=== Données sources ===

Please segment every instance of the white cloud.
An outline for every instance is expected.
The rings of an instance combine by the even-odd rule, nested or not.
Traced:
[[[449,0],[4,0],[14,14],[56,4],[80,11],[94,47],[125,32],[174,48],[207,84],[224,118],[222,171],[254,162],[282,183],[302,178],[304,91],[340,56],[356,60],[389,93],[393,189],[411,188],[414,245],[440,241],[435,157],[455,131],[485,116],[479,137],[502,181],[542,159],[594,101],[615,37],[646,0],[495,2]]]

===
=== Données sources ===

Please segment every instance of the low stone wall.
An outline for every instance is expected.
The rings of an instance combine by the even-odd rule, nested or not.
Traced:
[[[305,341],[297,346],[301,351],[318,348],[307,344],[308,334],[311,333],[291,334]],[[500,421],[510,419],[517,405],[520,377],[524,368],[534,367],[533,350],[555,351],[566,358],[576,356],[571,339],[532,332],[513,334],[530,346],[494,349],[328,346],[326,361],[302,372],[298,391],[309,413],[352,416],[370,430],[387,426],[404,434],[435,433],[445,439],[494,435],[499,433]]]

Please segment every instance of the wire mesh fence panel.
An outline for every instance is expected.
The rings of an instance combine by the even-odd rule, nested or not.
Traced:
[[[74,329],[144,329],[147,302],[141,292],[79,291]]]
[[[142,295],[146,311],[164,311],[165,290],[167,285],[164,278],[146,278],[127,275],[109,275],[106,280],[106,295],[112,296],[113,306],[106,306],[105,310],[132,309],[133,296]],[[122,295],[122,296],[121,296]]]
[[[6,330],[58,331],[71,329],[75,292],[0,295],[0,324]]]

===

> [Travail à faire]: Renvoie sans rien changer les lignes des données qui vont de celle contenant « Please segment every instance of the low » jusqu'à celle contenant « [[[6,330],[58,331],[71,329],[75,292],[0,295],[0,324]]] », ces deux lignes comprises.

> [Réponse]:
Please segment every instance of the low stone wall.
An outline for every instance is expected.
The rings of an instance combine by the even-odd rule, nested or not.
Traced:
[[[305,341],[297,346],[301,351],[318,348],[307,344],[308,334],[311,333],[291,334]],[[500,421],[510,419],[517,405],[520,377],[524,368],[534,367],[533,350],[555,351],[566,358],[576,356],[571,339],[532,332],[513,334],[530,346],[494,349],[328,346],[326,361],[302,372],[298,391],[309,413],[352,416],[370,430],[387,426],[404,434],[435,433],[445,439],[494,435],[499,433]]]

Please segment every instance of the wire mesh fence panel.
An outline for every instance is expected.
The rings of an instance combine by the even-odd rule, nested or not.
Traced:
[[[74,329],[144,329],[147,302],[141,292],[79,291]]]
[[[142,295],[146,311],[164,311],[165,290],[167,285],[164,278],[146,278],[127,275],[109,275],[106,280],[106,295],[112,296],[113,306],[106,306],[105,310],[132,309],[133,296]],[[122,295],[122,296],[121,296]]]
[[[6,330],[58,331],[71,329],[75,292],[0,295],[0,324]]]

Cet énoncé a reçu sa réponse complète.